Work instructions:
Only the lines from the one with "Please indicate the man" to the end of the records are wanted, each repeated exactly, both ends included.

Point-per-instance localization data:
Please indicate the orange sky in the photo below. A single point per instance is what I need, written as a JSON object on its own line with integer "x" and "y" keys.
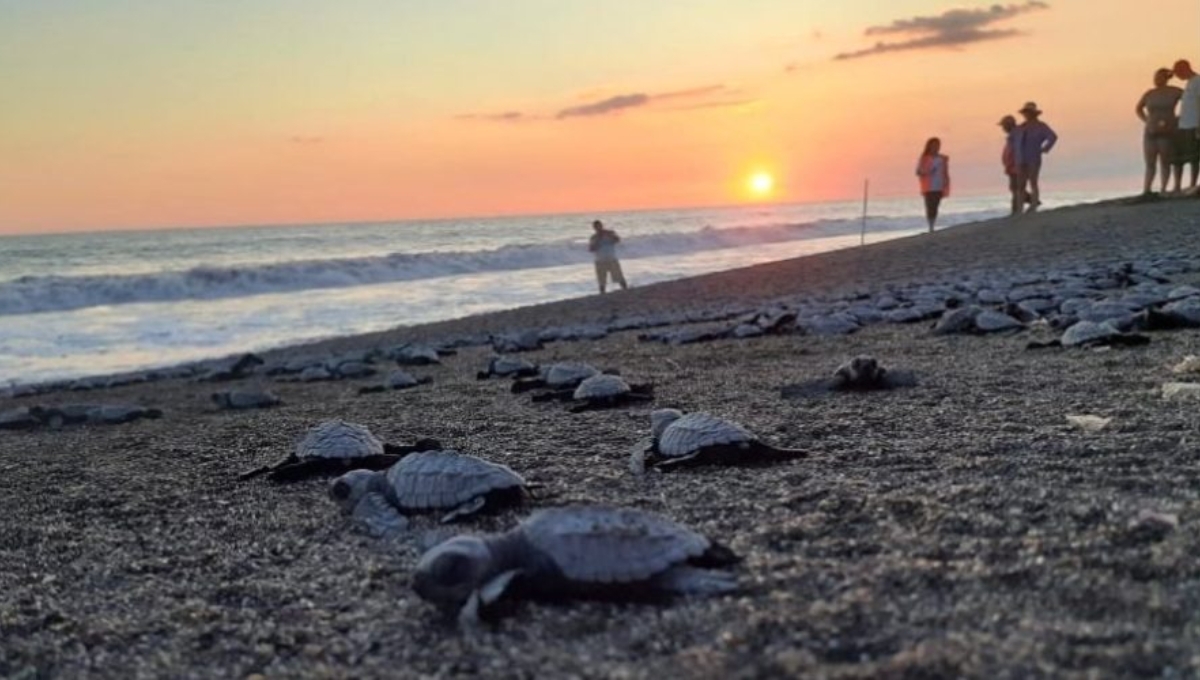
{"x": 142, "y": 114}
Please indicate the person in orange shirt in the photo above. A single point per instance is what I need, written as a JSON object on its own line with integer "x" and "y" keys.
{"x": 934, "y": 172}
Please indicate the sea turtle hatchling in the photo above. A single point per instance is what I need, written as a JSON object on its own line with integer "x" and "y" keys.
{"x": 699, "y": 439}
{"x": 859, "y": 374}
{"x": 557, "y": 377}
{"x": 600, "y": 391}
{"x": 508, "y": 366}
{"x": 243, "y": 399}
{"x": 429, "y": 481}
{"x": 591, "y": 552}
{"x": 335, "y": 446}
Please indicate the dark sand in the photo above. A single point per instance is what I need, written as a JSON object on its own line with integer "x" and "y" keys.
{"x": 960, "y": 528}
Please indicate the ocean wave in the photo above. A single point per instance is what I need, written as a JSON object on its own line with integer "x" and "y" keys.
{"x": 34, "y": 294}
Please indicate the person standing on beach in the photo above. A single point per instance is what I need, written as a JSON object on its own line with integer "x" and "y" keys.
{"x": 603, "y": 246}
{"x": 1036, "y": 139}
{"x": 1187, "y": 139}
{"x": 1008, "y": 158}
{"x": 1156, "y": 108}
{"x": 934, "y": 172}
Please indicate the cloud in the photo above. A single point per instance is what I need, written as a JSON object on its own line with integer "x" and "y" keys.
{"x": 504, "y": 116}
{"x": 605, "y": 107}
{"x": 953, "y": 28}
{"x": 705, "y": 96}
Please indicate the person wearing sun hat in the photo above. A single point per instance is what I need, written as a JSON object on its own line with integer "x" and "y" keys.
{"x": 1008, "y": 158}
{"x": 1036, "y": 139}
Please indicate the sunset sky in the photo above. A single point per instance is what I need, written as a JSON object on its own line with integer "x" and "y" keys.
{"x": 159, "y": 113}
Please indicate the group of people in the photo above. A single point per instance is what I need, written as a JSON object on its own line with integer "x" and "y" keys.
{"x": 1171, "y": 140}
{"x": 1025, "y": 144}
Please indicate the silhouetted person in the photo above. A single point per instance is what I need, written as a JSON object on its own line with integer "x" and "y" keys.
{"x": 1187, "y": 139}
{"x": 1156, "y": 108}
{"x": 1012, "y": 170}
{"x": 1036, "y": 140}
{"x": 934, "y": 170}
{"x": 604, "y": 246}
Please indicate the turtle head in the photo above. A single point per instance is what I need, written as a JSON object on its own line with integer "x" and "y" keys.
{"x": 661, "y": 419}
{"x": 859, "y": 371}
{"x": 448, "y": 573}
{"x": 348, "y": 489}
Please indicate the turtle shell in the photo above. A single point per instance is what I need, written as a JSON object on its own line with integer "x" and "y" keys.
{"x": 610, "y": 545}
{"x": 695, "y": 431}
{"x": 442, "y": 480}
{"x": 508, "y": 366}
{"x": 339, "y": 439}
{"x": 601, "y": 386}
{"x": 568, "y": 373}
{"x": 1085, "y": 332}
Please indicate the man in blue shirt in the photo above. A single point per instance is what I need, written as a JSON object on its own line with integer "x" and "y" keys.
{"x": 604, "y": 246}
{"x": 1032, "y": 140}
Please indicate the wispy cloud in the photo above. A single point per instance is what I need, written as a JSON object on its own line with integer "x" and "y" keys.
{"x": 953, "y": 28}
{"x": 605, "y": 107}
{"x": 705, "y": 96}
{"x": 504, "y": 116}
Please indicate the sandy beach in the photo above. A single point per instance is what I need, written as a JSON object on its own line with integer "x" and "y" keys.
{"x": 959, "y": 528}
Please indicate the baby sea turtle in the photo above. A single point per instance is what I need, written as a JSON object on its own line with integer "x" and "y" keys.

Result of the exercise:
Please indicate the man in blue shirt in the photo above. A single point per instance is what I need, written as a JSON object on its own line with integer "x" and "y" keys.
{"x": 604, "y": 246}
{"x": 1032, "y": 140}
Please indicate the wispy cloud in the photo above. A single point per instance is what I need, written as a JSON object on its own line with integer "x" and "y" keys.
{"x": 953, "y": 28}
{"x": 605, "y": 107}
{"x": 705, "y": 96}
{"x": 504, "y": 116}
Please indicate the sandy beach in the photo above. A single point per instance is what I need, written as a JSON object on its own line with integer "x" and "y" keys.
{"x": 959, "y": 528}
Please indicate the baby sea turtle in the photo above. A single point per instance is what I need, written as a JSON object on its own line with integer "x" and "y" keys.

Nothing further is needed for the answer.